> **Do this**
Render every line of the records below as a JSON list of strings, one string per line, with blank lines skipped and the pictures left out.

> **Material provided**
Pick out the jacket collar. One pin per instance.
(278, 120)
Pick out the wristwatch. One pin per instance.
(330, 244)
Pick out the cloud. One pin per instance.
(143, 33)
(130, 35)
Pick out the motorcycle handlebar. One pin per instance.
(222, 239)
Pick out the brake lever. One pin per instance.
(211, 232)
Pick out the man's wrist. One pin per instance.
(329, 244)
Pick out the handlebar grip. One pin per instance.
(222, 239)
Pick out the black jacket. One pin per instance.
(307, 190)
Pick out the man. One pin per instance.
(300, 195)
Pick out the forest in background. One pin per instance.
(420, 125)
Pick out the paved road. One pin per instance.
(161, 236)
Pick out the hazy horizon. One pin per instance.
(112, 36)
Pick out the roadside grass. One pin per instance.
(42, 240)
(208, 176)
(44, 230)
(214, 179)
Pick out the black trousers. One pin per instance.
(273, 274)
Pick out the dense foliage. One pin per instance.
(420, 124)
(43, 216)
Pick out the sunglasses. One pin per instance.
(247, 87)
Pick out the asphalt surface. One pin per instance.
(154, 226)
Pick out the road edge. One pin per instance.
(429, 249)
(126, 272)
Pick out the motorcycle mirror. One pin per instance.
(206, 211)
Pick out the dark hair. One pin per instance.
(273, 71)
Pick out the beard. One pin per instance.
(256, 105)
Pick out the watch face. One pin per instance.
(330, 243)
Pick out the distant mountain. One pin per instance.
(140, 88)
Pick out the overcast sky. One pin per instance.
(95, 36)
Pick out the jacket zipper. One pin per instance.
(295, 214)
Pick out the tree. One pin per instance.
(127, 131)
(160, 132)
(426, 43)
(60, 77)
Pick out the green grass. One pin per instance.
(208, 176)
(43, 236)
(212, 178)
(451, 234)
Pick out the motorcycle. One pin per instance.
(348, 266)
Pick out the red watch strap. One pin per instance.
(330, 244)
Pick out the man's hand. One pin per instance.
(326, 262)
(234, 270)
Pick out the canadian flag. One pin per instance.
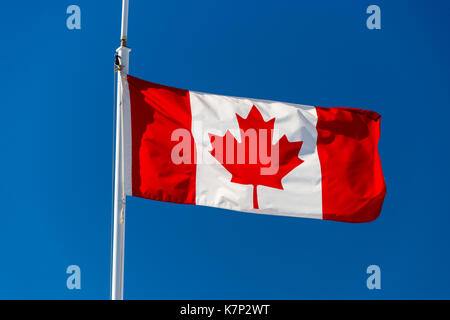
(251, 155)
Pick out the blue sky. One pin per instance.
(57, 131)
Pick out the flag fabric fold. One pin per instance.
(252, 155)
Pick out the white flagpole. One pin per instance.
(119, 192)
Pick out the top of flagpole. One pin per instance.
(123, 36)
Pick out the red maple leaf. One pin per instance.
(255, 160)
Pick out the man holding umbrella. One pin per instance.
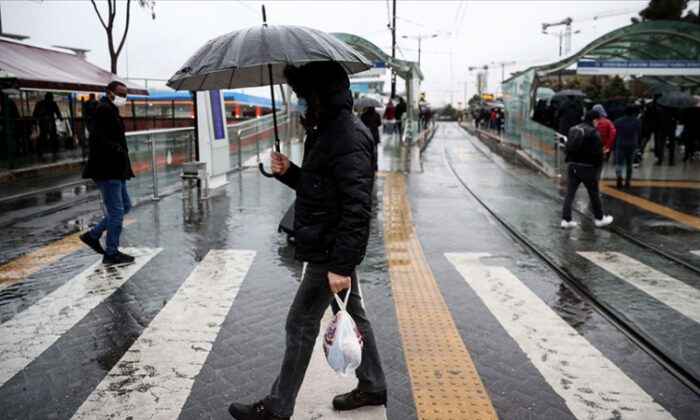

> **Output for this task**
[
  "Pick out the jacket collar. One pin per instance.",
  "(278, 120)",
  "Pick out the wristwatch. One pin per instance.",
  "(330, 244)",
  "Pick out the cloud. One pin per instance.",
  "(143, 33)",
  "(130, 35)",
  "Pick out the motorcycle handlebar. One pin per instance.",
  "(222, 239)",
  "Pick out the brake lever. One pin per instance.",
  "(211, 232)",
  "Pick out the man's wrist. One pin per instance.",
  "(329, 244)",
  "Pick out the handlebar grip. One pin per instance.",
  "(222, 239)",
  "Pick out the black jacket. One pin per instance.",
  "(307, 190)",
  "Pick out the man. One pin per instance.",
  "(300, 195)",
  "Pick out the forest in background. One pin per instance.",
  "(420, 125)",
  "Pick out the paved road. One pin per instance.",
  "(161, 236)",
  "Pick out the hazy horizon. One pin per instance.",
  "(112, 36)",
  "Pick out the roadside grass. One pin per instance.",
  "(42, 240)",
  "(208, 176)",
  "(44, 230)",
  "(214, 179)",
  "Pick out the black trousers. One pin per instance.",
  "(273, 274)",
  "Pick out the dense foliage. One pin per instance.",
  "(420, 124)",
  "(43, 216)",
  "Pick out the sunglasses. One pin per instance.",
  "(247, 87)",
  "Pick out the asphalt surface. One pin per instance.",
  "(154, 226)",
  "Pick out the road edge. One pin per instance.",
  "(429, 249)",
  "(126, 272)",
  "Pick out the motorcycle mirror. One pin per instance.",
  "(206, 211)",
  "Pick out the dark hair. One pin per instance.",
  "(273, 71)",
  "Pick out the beard. One pin per instance.",
  "(256, 105)",
  "Pick out the watch face. One pin per instance.",
  "(330, 243)",
  "Pick out the distant mountain. One pin per instance.",
  "(140, 88)",
  "Pick out the overcast sky. One pin per instance.",
  "(95, 36)",
  "Pick out the jacket zipper. One pin per instance.",
  "(295, 214)",
  "Pick out the tree. One pin per instance.",
  "(127, 131)",
  "(160, 132)",
  "(426, 43)",
  "(60, 77)",
  "Pick out the green grass. One pin per instance.",
  "(208, 176)",
  "(43, 236)",
  "(212, 178)",
  "(451, 234)",
  "Pick out the motorcycle. One pin per instance.",
  "(348, 266)",
  "Pick out the red watch strap. One pin per instance.",
  "(330, 244)",
  "Pick out the man's hand. One pin per instance.",
  "(326, 262)",
  "(234, 270)",
  "Pick out the canadian flag. One pin per instance.",
  "(251, 155)",
  "Pick out the blue sky. One pin per instance.",
  "(57, 131)",
  "Pick out the flag fabric fold. One pin per instance.",
  "(252, 155)",
  "Pick out the white flagpole. One pin per instance.",
  "(119, 192)",
  "Pick out the top of flagpole. One pin per instance.",
  "(123, 36)",
  "Pick out the red maple leaf. One pin per instance.",
  "(255, 160)",
  "Pick out the man holding umbrella. One pin per instance."
]